Ken Wilber's Under-Reading of Shabd Yoga

Ken Wilber's Achilles' Heel, Part IV

David Lane

Wilber lacks the nuance and the attention to the odd fact and the limitations of scholarship to convince both skeptics and those who know their area better than he.

Wilber has been hailed as a pioneer in transpersonal studies because he has tried to make the subject of mysticism worthy of serious consideration. In his books he comes off as widely read and as an authority on the realms beyond the intellect. Yet, as we have already seen in the previous parts to this series, Wilber has a precocious habit of exaggerating and not being accurate. This hyper-inflationary quality [if this seems a bit harsh, just read his endorsements of Da again] to his work naturally makes it difficult for more skeptically minded readers to accept his speculations, especially when he travels into regions of the psychic, subtle, and causal.

In Part I we saw how Wilber grossly over-estimated the power and status of Da Free John. Just recently, after years of keeping relatively silent on the subject, Wilber has gone public on the World Wide Web and attempted to soften his endorsement of the infamous guru now living in Fiji. It is a rather lame retraction at that, since Wilber does not acknowledge or admit the extent to which Da is a real "fuck-up". Indeed, Wilber just doesn't seem to "get it" about why so many of his readers are turned off by his praise of the one-time California guru from New York.

When it comes to guru appraisements, Wilber is just plain naive. He is as gullible as the rest of us and given his track record with Da perhaps more so. What is perhaps so worrisome about all of this, of course, is that Wilber does not show the kind of levelheaded discrimination that is necessary to separate the wheat from the chaff. It would be one thing to admit to a bit of "greenness" (e.g., "Hey, I am a sucker when it comes to Perfect Masters"), but it is quite another to pose like you are a seasoned veteran of the guru wars.

Another illustrative example of Wilber's naivety is found in his "under-reading" of shabd yoga. As his readers know, Wilber likes to repeatedly write about the higher planes of consciousness that comprise his spectrum psychology: from psychic to subtle to causal to the Transcendental. Depending on the book, these realms can be basic structures or subdivided into small compartments. In each case, however, Wilber points to the "pioneer" or "master" of that respective realm. But whom Wilber considers a "Master" is so arbitrary and contrived that his final choices in this regard are nothing more than subjective guesses—guesses, by the way, which are not based upon deep structural insight into the realm in question, but upon his own discursive reading of what literature is available at the time.

Ken Wilber talks in almost all of his books about the "subtle" realms, where the meditator encounters inner lights and inner sounds (nad and shabd). In one published essay in The Journal of Humanistic Psychology in the early 1980s and republished in his book, The Simple Feelings of Being, wherein he provides a biographical memoir, Wilber states that

“[Kirpal] Singh is the unsurpassed Master of the subtle realm."[1]

Now no doubt Kirpal Singh devotees may agree with this appraisement, but Ken Wilber does not know this to be true. Indeed, he has no idea whatsoever if he is even close to being right. Why? Because in order to make such a categorical statement one would have to draw upon a complete field in which to make such a comparative judgment.

He "knows" it not by direct observation (Wilber never met Kirpal Singh or the hundreds of gurus claiming to be shabd yoga masters in India and elsewhere) but because Wilber happened to have read about three or four books by Kirpal Singh, a guru who also happened to have a better distributor than most other shabd yoga gurus.

CHALLENGES
**A)** In the essay on Ken Wilber's reading of shabd yoga, whom does Wilber call the unsurpassed Master of the subtle realm?
**B)** Carry the essay on Ken Wilber's reading of shabd yoga forward, starting right after its last sentence.

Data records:
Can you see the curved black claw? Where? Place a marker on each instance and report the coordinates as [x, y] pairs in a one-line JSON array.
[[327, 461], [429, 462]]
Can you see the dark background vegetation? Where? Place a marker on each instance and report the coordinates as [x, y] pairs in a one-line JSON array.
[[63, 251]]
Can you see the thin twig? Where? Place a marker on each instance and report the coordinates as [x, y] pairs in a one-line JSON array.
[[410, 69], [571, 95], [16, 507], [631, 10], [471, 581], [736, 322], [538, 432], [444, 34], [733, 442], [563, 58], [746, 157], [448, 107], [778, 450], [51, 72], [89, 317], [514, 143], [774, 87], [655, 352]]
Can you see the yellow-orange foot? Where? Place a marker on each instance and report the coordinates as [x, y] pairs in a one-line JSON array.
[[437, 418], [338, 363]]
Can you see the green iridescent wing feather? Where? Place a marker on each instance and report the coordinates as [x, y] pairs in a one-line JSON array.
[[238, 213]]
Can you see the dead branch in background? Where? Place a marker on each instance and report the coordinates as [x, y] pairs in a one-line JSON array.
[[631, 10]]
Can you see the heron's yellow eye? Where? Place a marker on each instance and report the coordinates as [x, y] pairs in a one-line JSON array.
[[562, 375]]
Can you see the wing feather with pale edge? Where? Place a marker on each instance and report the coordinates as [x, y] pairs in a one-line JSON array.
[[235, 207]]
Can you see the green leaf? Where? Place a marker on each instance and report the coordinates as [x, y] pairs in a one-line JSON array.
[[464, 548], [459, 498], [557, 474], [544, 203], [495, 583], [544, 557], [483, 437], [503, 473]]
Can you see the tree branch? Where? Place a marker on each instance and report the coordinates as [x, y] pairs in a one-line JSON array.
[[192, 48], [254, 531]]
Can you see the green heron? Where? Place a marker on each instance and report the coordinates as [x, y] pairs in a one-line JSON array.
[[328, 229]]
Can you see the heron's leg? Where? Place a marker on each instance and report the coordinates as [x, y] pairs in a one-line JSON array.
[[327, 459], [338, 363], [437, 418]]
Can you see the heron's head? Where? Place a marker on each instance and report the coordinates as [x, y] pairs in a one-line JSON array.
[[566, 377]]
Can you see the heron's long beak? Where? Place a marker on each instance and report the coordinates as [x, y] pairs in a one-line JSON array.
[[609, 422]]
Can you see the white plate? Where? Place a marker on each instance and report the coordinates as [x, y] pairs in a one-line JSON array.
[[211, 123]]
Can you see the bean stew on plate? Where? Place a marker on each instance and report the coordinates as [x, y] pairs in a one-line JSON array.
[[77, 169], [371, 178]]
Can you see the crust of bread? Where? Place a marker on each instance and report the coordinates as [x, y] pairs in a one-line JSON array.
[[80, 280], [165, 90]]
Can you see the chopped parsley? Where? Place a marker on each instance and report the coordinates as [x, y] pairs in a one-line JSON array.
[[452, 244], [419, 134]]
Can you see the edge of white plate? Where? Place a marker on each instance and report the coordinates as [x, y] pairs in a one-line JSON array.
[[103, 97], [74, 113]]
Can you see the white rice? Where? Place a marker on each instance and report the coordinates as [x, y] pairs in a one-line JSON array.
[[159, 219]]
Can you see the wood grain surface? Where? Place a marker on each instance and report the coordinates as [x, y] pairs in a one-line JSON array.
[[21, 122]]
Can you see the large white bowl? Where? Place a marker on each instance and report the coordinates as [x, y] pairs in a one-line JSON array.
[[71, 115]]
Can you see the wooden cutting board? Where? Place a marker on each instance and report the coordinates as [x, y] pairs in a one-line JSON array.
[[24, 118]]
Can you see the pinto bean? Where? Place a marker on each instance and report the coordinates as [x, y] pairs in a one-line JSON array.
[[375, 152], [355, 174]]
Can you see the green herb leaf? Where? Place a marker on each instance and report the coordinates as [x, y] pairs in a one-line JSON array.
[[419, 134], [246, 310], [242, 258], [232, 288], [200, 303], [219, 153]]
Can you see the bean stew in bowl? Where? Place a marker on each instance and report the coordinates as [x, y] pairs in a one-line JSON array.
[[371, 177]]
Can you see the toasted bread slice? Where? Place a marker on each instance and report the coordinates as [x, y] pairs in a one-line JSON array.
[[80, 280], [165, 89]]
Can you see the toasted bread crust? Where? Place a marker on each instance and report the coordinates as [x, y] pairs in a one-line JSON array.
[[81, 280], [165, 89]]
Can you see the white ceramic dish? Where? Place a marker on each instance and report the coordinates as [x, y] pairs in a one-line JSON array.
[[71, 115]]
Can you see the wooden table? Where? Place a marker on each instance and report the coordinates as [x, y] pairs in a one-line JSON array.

RESPONSES TO THE EXERCISE
**A)** Kirpal Singh.

**B)**
Kirpal Singh
Kirpal Singh (1894-1974)

I like Kirpal Singh's books too (especially his biography of Jaimal Singh), but just because I like them and find them illustrative does not then extend directly into: "unsurpassed" master. Geez, given that type of criterion—whatever book I happened to have read recently means that the author is the "supreme" authority—could lead to some pretty funny results: Ray Monk as the greatest book reviewer (I just read his nice pieces on the latest Wittgenstein studies).

Let's focus this a bit more: How many different shabd yoga gurus are there in the world? Answer: we don't know. But if we had to estimate those with significant followings it is well over 100. And the number of just Radhasoami disciples tends to be well over two million (again a low ball figure). How many of these people has Wilber met? How many shabd yoga texts or articles are there? Answer: we don't know. But according to Faqir Chand, his guru Maharishi Shiv Brat Lal wrote over 3,000 articles and texts himself. One can only guess that the number is in the multiple thousands. How many has Wilber read? Well, more to the point, how many does Wilber cite and list in his own books? On this we have an answer: anywhere from 1 to 4. And guess what? They are all by the same author: Kirpal Singh (remember we are not talking about shaktipat or kundalini).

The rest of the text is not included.